| What is being asked |
Which lines in the entries below contain the word "power"? Gather every one of them and copy each line in full.

| Supplied records |
'''

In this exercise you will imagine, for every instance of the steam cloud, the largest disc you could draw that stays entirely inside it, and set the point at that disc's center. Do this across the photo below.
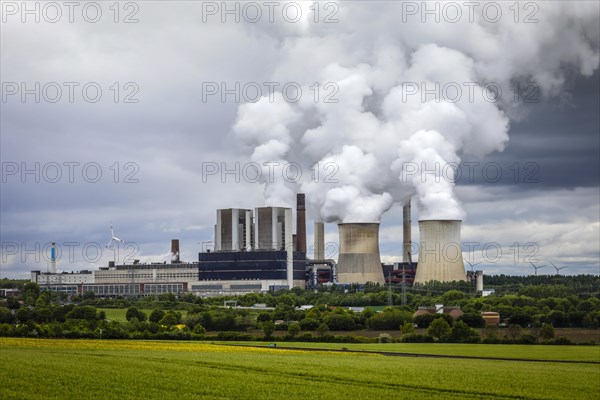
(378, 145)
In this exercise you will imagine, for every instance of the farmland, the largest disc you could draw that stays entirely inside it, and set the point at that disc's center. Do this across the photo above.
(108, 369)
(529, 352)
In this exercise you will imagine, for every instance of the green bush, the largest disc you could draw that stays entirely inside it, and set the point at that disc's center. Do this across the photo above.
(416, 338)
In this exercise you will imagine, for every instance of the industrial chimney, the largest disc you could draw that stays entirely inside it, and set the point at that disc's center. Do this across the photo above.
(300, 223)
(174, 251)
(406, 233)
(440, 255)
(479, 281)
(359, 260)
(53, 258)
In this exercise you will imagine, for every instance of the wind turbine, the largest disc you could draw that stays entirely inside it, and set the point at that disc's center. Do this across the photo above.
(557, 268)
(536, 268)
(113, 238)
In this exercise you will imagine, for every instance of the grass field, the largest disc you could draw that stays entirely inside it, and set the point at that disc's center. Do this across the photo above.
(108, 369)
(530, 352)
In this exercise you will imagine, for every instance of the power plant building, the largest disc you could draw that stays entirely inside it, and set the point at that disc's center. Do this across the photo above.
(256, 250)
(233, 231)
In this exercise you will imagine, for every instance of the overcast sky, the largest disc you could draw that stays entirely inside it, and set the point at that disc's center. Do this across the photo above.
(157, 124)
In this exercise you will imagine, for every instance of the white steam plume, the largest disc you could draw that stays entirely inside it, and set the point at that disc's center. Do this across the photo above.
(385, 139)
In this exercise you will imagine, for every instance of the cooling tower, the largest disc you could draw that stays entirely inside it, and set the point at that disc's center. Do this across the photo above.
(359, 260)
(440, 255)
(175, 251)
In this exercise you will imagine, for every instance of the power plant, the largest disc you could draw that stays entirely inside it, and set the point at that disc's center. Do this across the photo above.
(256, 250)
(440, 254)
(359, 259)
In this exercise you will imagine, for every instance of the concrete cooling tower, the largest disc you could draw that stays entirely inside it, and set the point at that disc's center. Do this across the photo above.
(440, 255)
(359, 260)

'''
'''

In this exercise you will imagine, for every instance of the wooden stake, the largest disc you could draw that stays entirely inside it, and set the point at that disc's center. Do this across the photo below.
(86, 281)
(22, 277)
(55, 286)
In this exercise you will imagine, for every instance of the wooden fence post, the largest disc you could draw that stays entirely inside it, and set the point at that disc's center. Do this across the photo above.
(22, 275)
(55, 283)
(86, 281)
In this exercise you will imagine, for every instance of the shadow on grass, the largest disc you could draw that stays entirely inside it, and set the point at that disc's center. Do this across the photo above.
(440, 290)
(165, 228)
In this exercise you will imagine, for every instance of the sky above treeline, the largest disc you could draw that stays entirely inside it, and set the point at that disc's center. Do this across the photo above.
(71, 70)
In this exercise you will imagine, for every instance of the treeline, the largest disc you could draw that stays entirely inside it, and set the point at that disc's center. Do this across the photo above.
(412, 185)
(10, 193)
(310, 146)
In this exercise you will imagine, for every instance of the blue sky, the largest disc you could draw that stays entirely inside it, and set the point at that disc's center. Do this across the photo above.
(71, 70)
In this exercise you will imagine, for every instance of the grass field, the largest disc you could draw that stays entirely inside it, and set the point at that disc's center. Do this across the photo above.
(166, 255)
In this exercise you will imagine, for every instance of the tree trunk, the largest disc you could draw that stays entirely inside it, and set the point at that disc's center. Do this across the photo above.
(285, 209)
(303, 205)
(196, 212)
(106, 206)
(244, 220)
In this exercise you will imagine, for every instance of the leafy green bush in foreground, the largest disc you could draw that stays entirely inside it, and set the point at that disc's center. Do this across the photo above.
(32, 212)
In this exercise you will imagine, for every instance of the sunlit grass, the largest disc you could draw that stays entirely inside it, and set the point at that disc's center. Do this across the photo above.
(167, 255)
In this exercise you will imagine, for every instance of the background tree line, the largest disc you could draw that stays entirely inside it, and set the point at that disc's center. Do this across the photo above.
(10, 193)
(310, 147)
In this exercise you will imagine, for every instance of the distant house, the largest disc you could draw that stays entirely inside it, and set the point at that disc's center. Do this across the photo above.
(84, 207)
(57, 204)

'''

| Response for this exercise |
In this exercise you will imagine, for every instance of the power plant building, the largest disc you could draw that stays entirely inside it, and set the point at that disc's center. Do this across the photo above.
In this exercise you will imagine, for every instance of the power plant, the largest disc you could draw that stays entirely inside it, and set the point at that disc's center. Do this across the photo above.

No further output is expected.